Pick up the comment thread about changing neighborhoods, city buses, and rental car insurance after its last sentence and keep writing it.

=== Text extract ===

There are parts of those areas that I vividly recall as recently as 2008, and entire neighborhoods and related infrastructure now exist where there used to be single houses with a bit of property (maybe a half acre or acre), in addition to new streets being added where there previously weren't any. The area North of Sherwood is mildly terrifying in regards to how little of it still remains, there are schools, neighborhoods, businesses, buildings, and none of it is recognizable, other than street and road names.
Even my kids are weirded out by all the changes, and this is where they spent most of their time growing up.
Jesus Christ, what a transformation, and I'm actually puzzled as to why so many people moved to this area, it wasn't really ever anything special, and the weather is fairly miserable for at least half of the year.
This is not always true. It partly depends on the size of the city and where the bus runs.
In Spokane, WA, we rode the bus for a few things. (Specifically, city events like Bloomsday.) The stop was a few houses down, in our neighborhood, and it went to all the places downtown. Which wasn't a hole when I lived there.
Now, I do have a problem with the self-defense-free zone nature of them. But the buses there were fairly clean, with a lot of normal people riding them.
Oof. Yes, there are a couple of concentrations of idiots in that region. (I'm not talking about the ones west of the Cascades.) If it's not one thing, it's another.
I know, right? I was living in Oregon just outside of Portland when the skinheads all got chased out of there. THAT was pretty cool, because what chased them out was all the gay men and women they were preying on started to pack firearms, and suddenly, they were getting shot.
Pretty much that was what started the 'pink pistols'.
The light rail system in San Diego is well known as the way criminals from TJ travel from the border to the inland areas to burglarize homes then be back over the border and safe before the crimes are even reported.
Something to think about when renting a vehicle: Make sure you understand what you will be liable for if you break it before you decline the rental company insurance. Typically you will not only be liable for the cost of the repair, but also the lost income the company suffers while the vehicle is being repaired. If you happen to break something that's on nationwide backorder, that could mean months of lost rental income. Your rental car coverage on your auto owner's policy may or may not cover that. And for those who think their credit card has enough coverage, make sure you know for sure. The last time I rented a large SUV to haul the fam, it was an $80K vehicle and my credit card would cover a max of $50K.

=== Dataset content ===

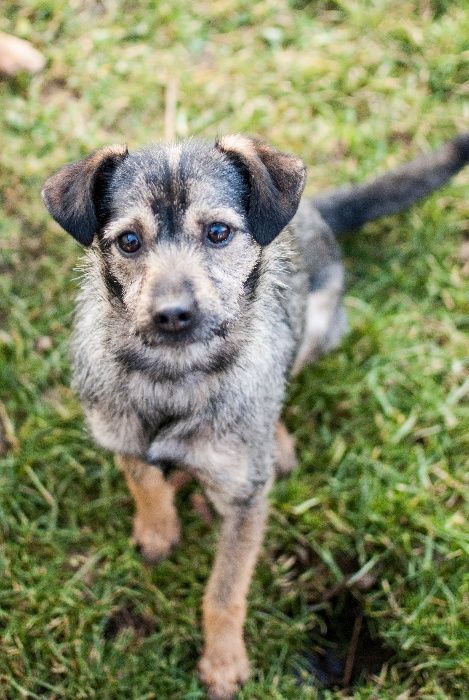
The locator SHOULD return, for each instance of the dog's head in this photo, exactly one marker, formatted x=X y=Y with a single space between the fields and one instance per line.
x=179 y=229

===

Final answer -
I just buy the rental company's insurance and hope that it doesn't have fine print that will come back to haunt me.
Now that I have retired from W-2 work, I'm not inclined to do air travel. Period.
There's no thrill left in flying. Start with the kabuki theater called security. Getting searched in a manner that would otherwise be known as "forced sexual touching" because my artificial hips showed up on the x-ray elevated my mood to WTF! Its also what the kabuki actors deem impermissable tools that I used to be able to carry with me. Yes, some were pointy and sharp (they'd be useless otherwise), some were grabby and had useful tools. I utilized a pointy and sharp one once to cut what the airline referred to as "meat" in to bite sized chunks and loaned it to my neighbor's who snapped his plastic "knife" on the first try. I was smart enough to hide the noisy tools in my checked luggage. They usually passed right through.
Passenger behavior. I could write a book on this topic. Being packed in to seating that made Christmas Mass look and feel luxuriously roomy took my tightened attitude to the next level. Sometimes jumping up a few levels. Like the wiggly, jiggly Jo Momma warbling and yabbling as she squeezes down the aisle dragging a carryon the size of a hockey player's duffel bag. Then stops across from your seat, shoving a tush big enough to keep a pack of hungry coyotes fed for a week, in your face.
Now that we're all restrained (sort of), the hijinks may ramp up to insanity. In a 35 yd. long, 3 1/2 yd. wide aluminum tube with the tiny potties in the back next to the food prep area and the drivers up front.
At least when we could smoke on flights, behavior was somewhat calmer (nicotine intoxication can do that). I really believe people who would normally never willingly inhale tobacco smoke would rapidly incinerate 1/2 pack of whatever brand could be obtained at the airport newsstand (at extortionist prices). It kept the hijinks below riot.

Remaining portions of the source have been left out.